▶ **Exercise requirements**:
Copy out the passage below from "Not that I'm" up to and including "conflict and violence.", and replace "Masons" with "Freemasons" every time it appears.

▶ **Passage shown**:
◇ ◇ ◇ ◇ ◇ ◇ ◇
Feeling better about yourself, this is the highest objective of a civilisation with time on its hands. A sort of jaded reply to the naive 60s counterculture catchphrase "If it feels good, do it." The grown-up version reads: "If it felt good but now you feel bad about doing it, do this." That applies as much to guilt and shame as it does to bad skin and obesity. Indeed to the modern psyche, such feelings are not really distinguishable.

Not that I'm saying this is necessarily a bad thing - not at least in comparison to more traditional forms of religious expression. Looking around the bar here, I notice an English guy speaking loudly and openly about the advantages of belonging to the Masons, and a local boy in a Glasgow Celtic jersey. Are they aware that in theory this makes them sworn enemies? I don't think they're even aware of each other's presence. I am sitting here strongly disagreeing with both of them - I think for an Irish person to support Celtic is just plain sectarianism, and I that the Masons should be an illegal organisation - but I'm very happy that, as individuals, they don't appear to give a damn. This is good. Apart from a few flashpoints, and of course when the clubs have just shut, we now live in a civilisation where such differences of religious opinion do not lead to personal conflict and violence.

To nuclear war possibly, yes. But there's nothing personal about that.
◇ ◇ ◇ ◇ ◇ ◇ ◇
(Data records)
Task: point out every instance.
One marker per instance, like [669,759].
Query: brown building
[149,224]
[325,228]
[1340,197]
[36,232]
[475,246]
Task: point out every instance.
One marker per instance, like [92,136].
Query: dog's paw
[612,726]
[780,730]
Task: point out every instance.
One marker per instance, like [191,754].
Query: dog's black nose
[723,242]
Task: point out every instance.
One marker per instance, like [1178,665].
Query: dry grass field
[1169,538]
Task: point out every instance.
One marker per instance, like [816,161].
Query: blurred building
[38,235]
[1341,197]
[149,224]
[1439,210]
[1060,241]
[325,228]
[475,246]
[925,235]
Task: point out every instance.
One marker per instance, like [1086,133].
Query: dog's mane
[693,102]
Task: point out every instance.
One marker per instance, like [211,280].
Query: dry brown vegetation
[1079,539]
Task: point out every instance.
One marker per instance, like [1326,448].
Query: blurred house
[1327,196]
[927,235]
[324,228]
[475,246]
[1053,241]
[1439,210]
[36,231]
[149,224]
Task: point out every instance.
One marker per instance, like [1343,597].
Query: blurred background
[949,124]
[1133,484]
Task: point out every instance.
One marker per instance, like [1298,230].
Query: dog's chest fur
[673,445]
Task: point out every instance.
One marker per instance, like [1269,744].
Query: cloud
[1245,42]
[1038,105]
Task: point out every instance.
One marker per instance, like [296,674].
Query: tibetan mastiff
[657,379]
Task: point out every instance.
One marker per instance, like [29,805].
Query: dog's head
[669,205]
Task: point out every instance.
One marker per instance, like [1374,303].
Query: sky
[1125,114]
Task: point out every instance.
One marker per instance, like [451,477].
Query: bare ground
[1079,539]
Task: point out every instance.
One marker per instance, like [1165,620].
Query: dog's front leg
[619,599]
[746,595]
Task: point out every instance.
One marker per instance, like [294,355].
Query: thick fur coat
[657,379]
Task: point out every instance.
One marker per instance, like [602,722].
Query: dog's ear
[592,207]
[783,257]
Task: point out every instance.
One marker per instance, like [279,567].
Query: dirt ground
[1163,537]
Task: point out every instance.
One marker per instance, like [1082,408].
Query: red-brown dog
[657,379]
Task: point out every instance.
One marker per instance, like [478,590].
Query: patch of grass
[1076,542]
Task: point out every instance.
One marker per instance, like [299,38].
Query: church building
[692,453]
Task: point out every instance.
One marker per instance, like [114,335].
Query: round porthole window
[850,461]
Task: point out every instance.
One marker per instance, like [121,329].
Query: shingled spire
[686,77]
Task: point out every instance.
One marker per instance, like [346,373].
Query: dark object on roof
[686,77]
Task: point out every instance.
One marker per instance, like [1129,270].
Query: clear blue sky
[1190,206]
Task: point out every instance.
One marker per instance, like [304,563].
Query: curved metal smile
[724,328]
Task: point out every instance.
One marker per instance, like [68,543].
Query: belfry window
◇ ◇ ◇ ◇ ◇ ◇ ◇
▶ **Solution to the problem**:
Not that I'm saying this is necessarily a bad thing - not at least in comparison to more traditional forms of religious expression. Looking around the bar here, I notice an English guy speaking loudly and openly about the advantages of belonging to the Freemasons, and a local boy in a Glasgow Celtic jersey. Are they aware that in theory this makes them sworn enemies? I don't think they're even aware of each other's presence. I am sitting here strongly disagreeing with both of them - I think for an Irish person to support Celtic is just plain sectarianism, and I that the Freemasons should be an illegal organisation - but I'm very happy that, as individuals, they don't appear to give a damn. This is good. Apart from a few flashpoints, and of course when the clubs have just shut, we now live in a civilisation where such differences of religious opinion do not lead to personal conflict and violence.